### Data for processing
++++++++

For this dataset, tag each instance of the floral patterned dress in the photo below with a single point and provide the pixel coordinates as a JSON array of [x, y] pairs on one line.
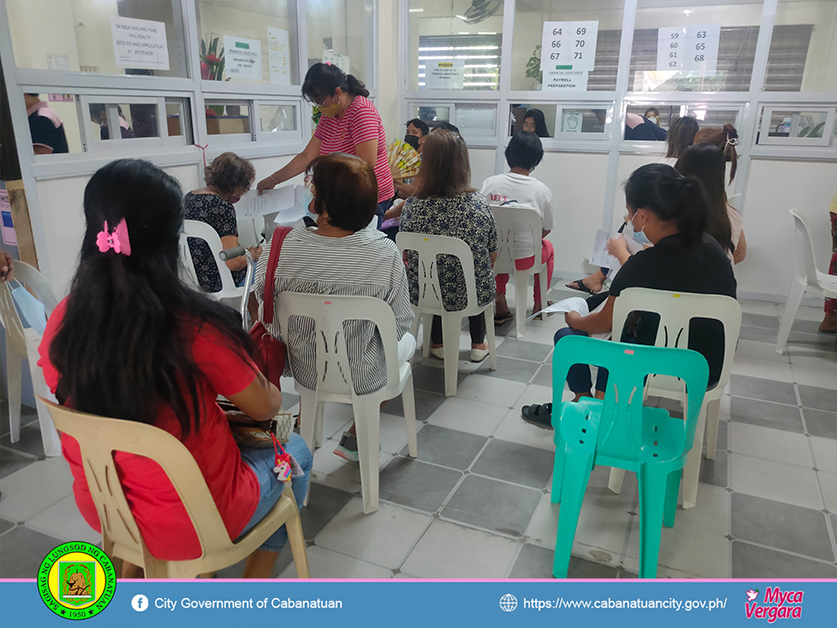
[[220, 215], [467, 217]]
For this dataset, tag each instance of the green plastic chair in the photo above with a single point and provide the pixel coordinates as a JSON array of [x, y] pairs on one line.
[[620, 432]]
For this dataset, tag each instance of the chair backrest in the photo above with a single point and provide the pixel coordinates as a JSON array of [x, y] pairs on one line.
[[205, 232], [329, 312], [428, 248], [99, 438], [805, 256], [511, 219], [628, 365], [676, 310]]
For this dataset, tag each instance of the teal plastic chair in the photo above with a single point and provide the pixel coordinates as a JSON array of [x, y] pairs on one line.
[[620, 432]]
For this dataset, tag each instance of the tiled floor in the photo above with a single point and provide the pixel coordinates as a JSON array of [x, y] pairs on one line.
[[476, 502]]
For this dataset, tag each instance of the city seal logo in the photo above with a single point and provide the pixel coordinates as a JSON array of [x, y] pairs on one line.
[[76, 580]]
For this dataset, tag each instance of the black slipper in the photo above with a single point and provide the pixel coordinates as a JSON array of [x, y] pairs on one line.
[[578, 284]]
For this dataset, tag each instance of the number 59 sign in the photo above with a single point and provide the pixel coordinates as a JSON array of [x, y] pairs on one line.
[[688, 49], [569, 46]]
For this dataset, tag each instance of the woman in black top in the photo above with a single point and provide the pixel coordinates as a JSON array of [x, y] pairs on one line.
[[671, 210], [228, 177]]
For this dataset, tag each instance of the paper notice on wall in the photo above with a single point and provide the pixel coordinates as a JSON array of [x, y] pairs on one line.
[[446, 74], [243, 58], [139, 43], [341, 61], [692, 50]]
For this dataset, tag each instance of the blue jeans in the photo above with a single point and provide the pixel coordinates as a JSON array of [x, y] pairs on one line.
[[270, 488]]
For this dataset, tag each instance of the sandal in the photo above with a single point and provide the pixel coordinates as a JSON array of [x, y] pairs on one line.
[[578, 284]]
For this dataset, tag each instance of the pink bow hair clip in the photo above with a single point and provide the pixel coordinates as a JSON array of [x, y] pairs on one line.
[[116, 239]]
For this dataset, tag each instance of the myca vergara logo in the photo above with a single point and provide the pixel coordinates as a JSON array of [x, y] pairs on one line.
[[777, 604], [76, 580]]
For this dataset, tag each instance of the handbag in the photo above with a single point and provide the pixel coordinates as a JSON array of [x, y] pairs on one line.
[[271, 352]]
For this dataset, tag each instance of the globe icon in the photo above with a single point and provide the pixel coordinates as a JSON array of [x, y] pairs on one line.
[[508, 602]]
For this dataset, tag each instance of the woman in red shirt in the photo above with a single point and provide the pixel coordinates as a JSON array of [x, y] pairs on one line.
[[132, 342], [349, 124]]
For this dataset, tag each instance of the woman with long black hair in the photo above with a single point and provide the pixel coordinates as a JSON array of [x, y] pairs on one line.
[[133, 342]]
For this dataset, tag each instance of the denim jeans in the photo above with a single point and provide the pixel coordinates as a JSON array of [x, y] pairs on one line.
[[270, 488]]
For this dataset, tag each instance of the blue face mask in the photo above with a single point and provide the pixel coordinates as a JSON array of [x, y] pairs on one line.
[[32, 312]]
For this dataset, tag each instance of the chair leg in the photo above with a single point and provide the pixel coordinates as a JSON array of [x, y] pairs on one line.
[[491, 338], [521, 287], [795, 295], [617, 476], [297, 541], [576, 476], [652, 496], [691, 475], [14, 376], [408, 399], [450, 337], [713, 417], [368, 425]]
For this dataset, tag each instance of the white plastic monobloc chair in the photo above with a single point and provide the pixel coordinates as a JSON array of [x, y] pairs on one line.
[[509, 219], [676, 309], [22, 343], [428, 247], [808, 279], [334, 376]]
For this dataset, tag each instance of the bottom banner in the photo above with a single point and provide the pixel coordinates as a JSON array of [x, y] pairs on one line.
[[81, 591]]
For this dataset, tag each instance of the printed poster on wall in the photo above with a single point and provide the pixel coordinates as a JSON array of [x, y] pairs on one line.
[[139, 43], [449, 74], [692, 49], [243, 58], [568, 53], [279, 56]]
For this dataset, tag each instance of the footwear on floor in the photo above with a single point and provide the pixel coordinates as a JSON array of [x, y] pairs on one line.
[[347, 449], [539, 414]]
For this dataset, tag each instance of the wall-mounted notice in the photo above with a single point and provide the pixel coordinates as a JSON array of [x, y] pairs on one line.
[[243, 58], [568, 53], [279, 56], [139, 43], [688, 49], [449, 74]]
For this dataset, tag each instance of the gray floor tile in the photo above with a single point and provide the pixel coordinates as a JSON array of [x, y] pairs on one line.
[[779, 525], [510, 368], [492, 505], [763, 389], [11, 461], [766, 414], [516, 463], [821, 423], [22, 550], [450, 448], [325, 502], [715, 471], [760, 320], [536, 562], [751, 561], [544, 376], [818, 398], [426, 404], [412, 483], [523, 350], [30, 441], [432, 379]]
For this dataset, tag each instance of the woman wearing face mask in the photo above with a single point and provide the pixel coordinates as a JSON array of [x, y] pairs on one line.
[[349, 124]]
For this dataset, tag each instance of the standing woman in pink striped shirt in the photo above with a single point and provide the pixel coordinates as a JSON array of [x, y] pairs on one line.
[[350, 123]]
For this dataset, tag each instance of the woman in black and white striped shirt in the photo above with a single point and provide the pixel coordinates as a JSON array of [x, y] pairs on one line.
[[341, 257]]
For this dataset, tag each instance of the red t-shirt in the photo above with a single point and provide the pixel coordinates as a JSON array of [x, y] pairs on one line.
[[160, 515], [360, 123]]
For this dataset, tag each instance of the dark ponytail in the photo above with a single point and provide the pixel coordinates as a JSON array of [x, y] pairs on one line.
[[124, 347], [671, 197], [323, 79]]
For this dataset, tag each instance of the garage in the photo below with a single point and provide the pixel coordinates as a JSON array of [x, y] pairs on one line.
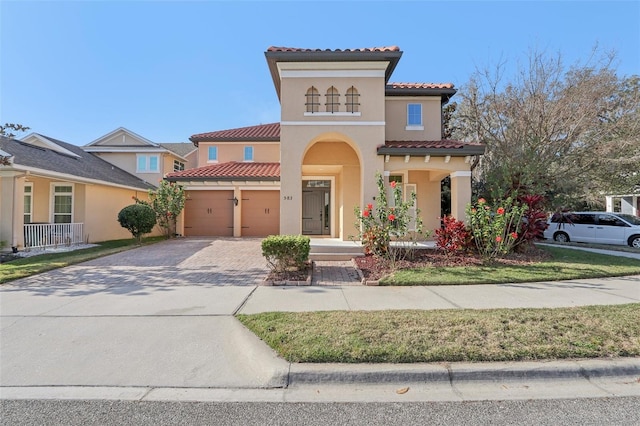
[[260, 213], [208, 214]]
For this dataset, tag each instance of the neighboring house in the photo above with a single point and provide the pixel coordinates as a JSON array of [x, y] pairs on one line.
[[341, 122], [55, 193], [628, 204], [141, 157]]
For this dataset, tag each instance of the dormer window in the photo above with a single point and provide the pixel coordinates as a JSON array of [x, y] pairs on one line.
[[313, 100], [332, 97], [414, 117], [352, 99]]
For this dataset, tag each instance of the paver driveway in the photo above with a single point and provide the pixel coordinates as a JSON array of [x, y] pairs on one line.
[[214, 262]]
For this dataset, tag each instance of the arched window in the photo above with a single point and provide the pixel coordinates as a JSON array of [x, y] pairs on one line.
[[313, 99], [352, 99], [332, 97]]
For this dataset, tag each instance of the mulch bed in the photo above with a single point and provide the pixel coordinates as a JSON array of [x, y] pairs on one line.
[[373, 268], [290, 275]]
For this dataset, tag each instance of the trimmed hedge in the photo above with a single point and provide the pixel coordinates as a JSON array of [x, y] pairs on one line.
[[284, 252]]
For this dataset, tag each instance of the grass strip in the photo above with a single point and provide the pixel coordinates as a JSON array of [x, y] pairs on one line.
[[563, 264], [32, 265], [450, 335]]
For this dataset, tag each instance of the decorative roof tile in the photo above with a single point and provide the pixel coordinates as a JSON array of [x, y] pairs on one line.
[[441, 147], [420, 85], [229, 171], [365, 49], [262, 132], [445, 143]]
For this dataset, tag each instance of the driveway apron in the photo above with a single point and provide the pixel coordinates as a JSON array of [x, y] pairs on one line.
[[159, 315]]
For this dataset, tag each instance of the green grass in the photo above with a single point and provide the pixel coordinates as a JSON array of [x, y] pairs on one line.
[[563, 264], [32, 265], [450, 335]]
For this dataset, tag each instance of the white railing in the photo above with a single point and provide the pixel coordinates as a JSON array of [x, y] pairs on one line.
[[43, 235]]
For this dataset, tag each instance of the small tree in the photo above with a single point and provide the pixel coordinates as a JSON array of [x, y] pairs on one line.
[[167, 202], [495, 231], [137, 219], [380, 224]]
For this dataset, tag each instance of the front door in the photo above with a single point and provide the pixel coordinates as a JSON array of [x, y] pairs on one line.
[[315, 207]]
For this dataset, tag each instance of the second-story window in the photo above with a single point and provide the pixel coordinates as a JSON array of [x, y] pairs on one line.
[[212, 154], [312, 100], [147, 163], [248, 153], [178, 166], [353, 103], [414, 115], [332, 99]]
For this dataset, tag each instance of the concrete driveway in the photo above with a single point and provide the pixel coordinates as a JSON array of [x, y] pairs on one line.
[[157, 316]]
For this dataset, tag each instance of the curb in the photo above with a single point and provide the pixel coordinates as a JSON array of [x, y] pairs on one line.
[[463, 372]]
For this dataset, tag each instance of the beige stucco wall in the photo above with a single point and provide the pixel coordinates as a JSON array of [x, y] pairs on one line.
[[96, 206], [127, 162], [396, 118], [264, 152], [121, 138]]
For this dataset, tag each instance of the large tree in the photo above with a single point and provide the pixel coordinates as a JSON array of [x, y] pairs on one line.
[[551, 128]]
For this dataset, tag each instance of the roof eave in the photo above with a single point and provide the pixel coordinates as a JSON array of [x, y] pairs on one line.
[[197, 140], [444, 93], [223, 179], [455, 152], [273, 57]]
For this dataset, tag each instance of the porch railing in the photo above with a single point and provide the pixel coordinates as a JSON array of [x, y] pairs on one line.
[[46, 235]]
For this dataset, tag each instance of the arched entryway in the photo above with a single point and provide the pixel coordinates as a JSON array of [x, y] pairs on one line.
[[330, 187]]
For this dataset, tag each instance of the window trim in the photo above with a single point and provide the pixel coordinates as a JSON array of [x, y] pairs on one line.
[[30, 194], [147, 163], [353, 94], [414, 126], [54, 185], [312, 100], [244, 154], [179, 164], [332, 100], [209, 159]]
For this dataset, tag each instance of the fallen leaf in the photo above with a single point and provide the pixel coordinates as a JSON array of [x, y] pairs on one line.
[[402, 390]]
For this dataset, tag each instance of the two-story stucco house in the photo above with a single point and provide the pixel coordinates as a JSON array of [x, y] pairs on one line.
[[341, 123], [150, 161]]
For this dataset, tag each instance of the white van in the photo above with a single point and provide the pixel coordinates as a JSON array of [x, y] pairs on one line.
[[595, 227]]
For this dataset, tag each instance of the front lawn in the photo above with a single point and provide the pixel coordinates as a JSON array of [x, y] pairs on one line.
[[450, 335], [560, 264], [32, 265]]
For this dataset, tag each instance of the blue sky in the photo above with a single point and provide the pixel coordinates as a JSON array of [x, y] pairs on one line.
[[77, 70]]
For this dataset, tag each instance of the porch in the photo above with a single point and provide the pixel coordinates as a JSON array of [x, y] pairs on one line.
[[52, 235]]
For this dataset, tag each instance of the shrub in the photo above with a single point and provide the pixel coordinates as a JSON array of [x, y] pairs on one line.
[[495, 231], [137, 219], [534, 220], [380, 224], [284, 252], [167, 202], [453, 236]]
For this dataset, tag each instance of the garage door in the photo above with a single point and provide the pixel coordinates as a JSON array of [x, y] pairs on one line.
[[208, 214], [260, 213]]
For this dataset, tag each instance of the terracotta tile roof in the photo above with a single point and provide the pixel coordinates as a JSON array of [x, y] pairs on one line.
[[428, 144], [365, 49], [441, 147], [229, 171], [262, 132], [420, 85]]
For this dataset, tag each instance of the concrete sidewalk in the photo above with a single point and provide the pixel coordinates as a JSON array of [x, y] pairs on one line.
[[553, 294]]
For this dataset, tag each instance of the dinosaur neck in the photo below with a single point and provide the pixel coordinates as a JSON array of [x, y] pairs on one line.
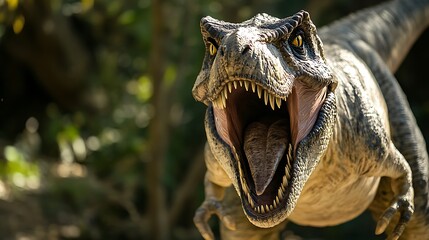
[[390, 29]]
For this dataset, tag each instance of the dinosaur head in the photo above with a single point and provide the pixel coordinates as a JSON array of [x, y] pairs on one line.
[[271, 108]]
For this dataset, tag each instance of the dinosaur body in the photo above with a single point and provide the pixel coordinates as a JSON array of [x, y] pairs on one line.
[[336, 135]]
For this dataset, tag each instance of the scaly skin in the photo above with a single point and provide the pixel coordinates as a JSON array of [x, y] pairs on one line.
[[330, 134]]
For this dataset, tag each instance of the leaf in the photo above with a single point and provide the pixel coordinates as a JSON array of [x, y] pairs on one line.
[[18, 24], [12, 4]]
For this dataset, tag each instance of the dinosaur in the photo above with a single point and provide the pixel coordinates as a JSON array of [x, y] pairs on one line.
[[311, 126]]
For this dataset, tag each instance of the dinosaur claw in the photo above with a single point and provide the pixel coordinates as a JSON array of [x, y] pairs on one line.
[[406, 210], [203, 214]]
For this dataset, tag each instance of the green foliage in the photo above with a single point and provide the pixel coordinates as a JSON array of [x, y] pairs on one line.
[[78, 101]]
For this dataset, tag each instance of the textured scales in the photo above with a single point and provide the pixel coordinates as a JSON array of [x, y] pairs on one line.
[[310, 133]]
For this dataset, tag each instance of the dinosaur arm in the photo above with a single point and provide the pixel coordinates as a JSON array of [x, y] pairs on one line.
[[397, 168], [215, 182]]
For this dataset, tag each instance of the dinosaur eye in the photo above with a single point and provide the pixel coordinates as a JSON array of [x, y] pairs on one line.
[[297, 41], [212, 49]]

++++++++

### Set exercise
Convert the records, from their first line through the line containing "[[446, 74], [243, 58], [139, 43], [341, 61], [692, 50]]", into a Markdown table with the columns Row and Record line, one numbered row per line. Skip blank lines and leave out the pictures.

### Answer for this exercise
| Row | Record line |
|---|---|
| 1 | For this dataset, tag each instance of the floral patterned dress in the photo below with a single point and provide the pixel coordinates as a JSON array of [x, y] pairs on one line. |
| 2 | [[220, 215], [467, 217]] |
| 3 | For this dataset, tag each instance of the green plastic chair in the photo above with a single point and provide the pixel coordinates as a JSON array of [x, y] pairs on one line. |
| 4 | [[620, 432]] |
| 5 | For this dataset, tag each instance of the chair backrest in the photo above with a single point and provide the pixel coordinates as a JSON array of [x, y] pairs on one line. |
| 6 | [[205, 232], [329, 312], [428, 248], [99, 438], [805, 256], [511, 219], [628, 365], [676, 310]] |
| 7 | For this dataset, tag each instance of the teal plastic chair in the photo above with a single point and provide the pixel coordinates as a JSON array of [x, y] pairs on one line. |
| 8 | [[620, 432]] |
| 9 | For this dataset, tag each instance of the tiled floor in the photo above with a single point and provide the pixel coordinates as a JSON array of [x, y] pairs on one line. |
| 10 | [[476, 502]] |
| 11 | For this dataset, tag each instance of the city seal logo in the photo above with a single point and provide the pixel coordinates as a JSON array of [x, y] pairs on one line. |
| 12 | [[76, 580]] |
| 13 | For this dataset, tag each instance of the black slipper in the photo above with a single point and provide the pixel coordinates as a JSON array of [x, y] pairs on one line. |
| 14 | [[578, 284]] |
| 15 | For this dataset, tag each instance of the number 59 sign in the photo above with a single point and provide the pixel coordinates as a JSON array of [x, y] pairs on one line. |
| 16 | [[688, 49], [569, 46]] |
| 17 | For this dataset, tag each instance of the woman in black top in the photo above with a single point and provide the pixel coordinates as a JSON array of [x, y] pairs on one line. |
| 18 | [[671, 210], [228, 177]] |
| 19 | For this dataset, tag each instance of the paper notice on wall in the photo above with a single point and provide the pixel coordinates as a JSON array of [x, y] pairs on one line. |
| 20 | [[446, 74], [243, 58], [139, 43], [341, 61], [692, 50]] |